> Compito assegnato: Quali righe qui sotto contengono la parola "black"? Mostrale tutte per intero, tenendo conto di maiuscole e minuscole.

Voci di puntamento su oggetti etichettati:
● ● ● ● ● ● ●

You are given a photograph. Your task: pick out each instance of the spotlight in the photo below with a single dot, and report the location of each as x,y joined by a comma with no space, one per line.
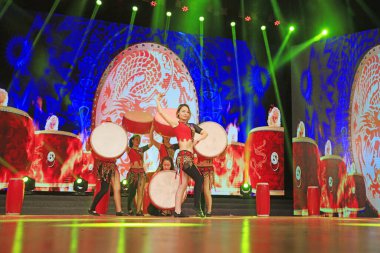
246,190
80,185
30,183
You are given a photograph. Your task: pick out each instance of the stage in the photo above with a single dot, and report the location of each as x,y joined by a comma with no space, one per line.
82,233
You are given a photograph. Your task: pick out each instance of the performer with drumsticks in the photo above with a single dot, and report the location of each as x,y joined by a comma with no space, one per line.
136,177
185,159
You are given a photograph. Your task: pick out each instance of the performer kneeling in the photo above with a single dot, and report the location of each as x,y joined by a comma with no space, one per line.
185,159
107,173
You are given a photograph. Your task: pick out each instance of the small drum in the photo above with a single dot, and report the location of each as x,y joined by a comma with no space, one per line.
264,150
58,157
16,143
332,170
137,122
161,126
108,141
216,141
162,189
305,171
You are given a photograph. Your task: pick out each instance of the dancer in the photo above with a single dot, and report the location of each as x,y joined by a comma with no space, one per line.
185,159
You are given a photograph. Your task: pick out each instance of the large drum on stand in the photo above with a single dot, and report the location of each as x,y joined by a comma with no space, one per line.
305,171
16,144
264,150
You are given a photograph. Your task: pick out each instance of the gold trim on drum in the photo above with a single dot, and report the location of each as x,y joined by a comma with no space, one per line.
304,139
14,110
336,157
57,132
267,128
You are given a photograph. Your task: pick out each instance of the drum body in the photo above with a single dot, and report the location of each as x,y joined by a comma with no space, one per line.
215,143
264,149
108,141
58,158
331,172
162,189
16,143
161,126
137,122
305,171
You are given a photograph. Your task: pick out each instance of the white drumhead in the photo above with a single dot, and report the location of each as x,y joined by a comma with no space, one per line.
109,140
162,189
216,141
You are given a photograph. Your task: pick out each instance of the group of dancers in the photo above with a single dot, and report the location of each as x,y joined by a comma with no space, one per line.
136,178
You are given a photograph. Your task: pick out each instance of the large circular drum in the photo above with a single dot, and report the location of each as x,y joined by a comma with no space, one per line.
162,189
137,122
216,141
161,126
108,141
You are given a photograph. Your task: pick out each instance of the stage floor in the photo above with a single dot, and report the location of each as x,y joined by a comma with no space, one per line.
83,234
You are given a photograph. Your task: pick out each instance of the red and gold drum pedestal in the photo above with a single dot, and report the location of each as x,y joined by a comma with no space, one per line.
305,171
264,150
16,143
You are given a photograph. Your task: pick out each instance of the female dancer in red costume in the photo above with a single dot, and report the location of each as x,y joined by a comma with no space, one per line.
185,159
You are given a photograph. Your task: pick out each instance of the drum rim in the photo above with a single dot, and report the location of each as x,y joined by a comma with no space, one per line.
58,132
267,128
220,126
113,157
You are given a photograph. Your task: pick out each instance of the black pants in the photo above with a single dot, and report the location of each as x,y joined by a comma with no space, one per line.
194,173
103,191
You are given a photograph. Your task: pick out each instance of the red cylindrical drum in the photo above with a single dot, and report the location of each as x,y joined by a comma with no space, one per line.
262,199
313,200
15,196
305,171
137,122
102,206
161,126
264,150
332,170
16,143
58,155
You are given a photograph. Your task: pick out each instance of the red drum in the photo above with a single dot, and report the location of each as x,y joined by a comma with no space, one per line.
332,170
161,126
58,155
102,206
262,199
264,150
162,189
216,141
313,200
15,196
108,141
137,122
16,143
229,169
305,171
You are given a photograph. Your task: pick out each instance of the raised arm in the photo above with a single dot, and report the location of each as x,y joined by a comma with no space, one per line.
172,122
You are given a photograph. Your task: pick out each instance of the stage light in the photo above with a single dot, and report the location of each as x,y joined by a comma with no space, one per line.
246,190
80,185
30,183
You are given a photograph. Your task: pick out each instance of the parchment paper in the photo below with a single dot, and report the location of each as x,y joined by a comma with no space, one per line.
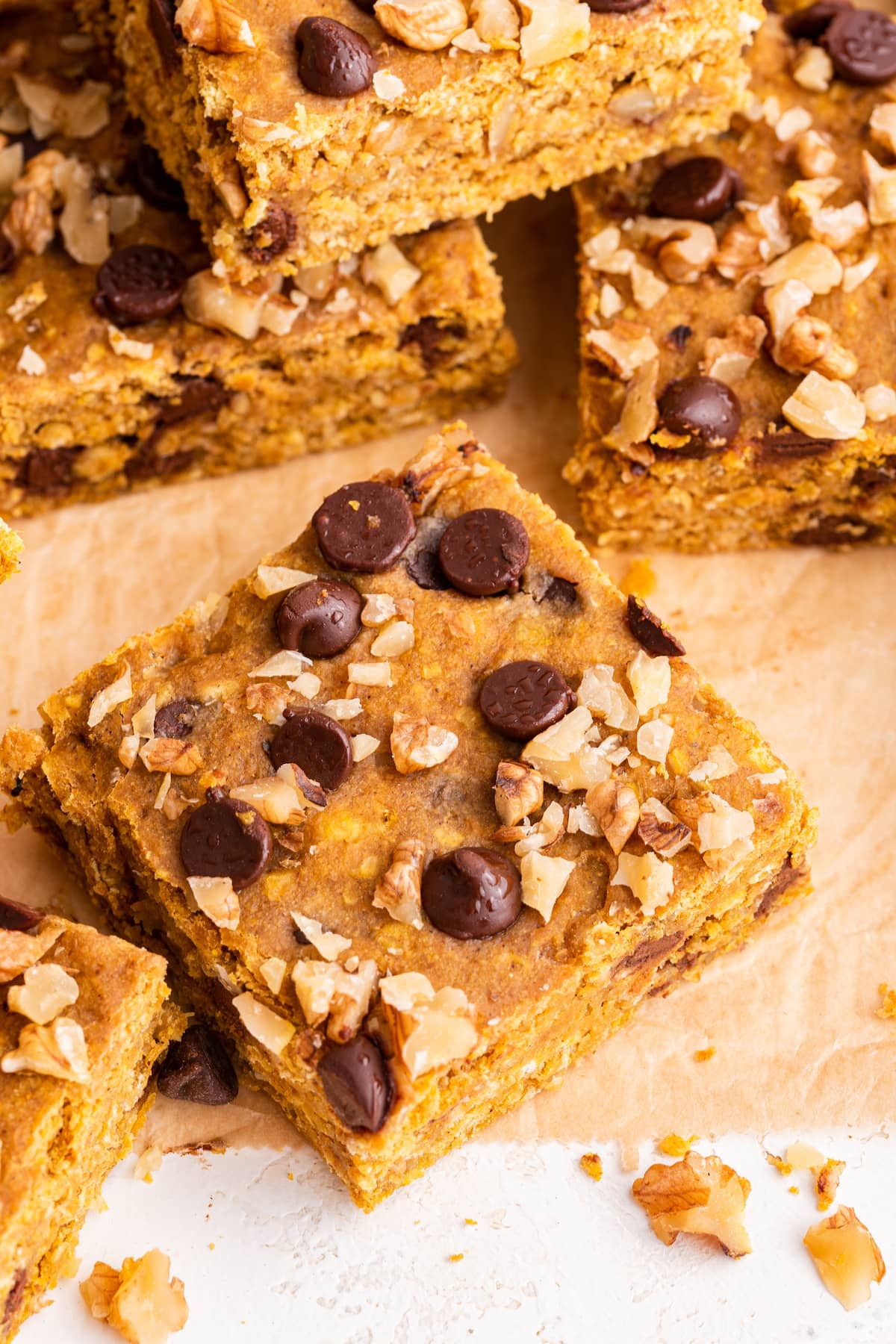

● ● ● ● ● ● ●

> Risposta:
You are given a photograph. Your task: pick out each instance of the black pants in the photo above with a single dot, and report the location of each as x,y joined by a comma with no space, one per line.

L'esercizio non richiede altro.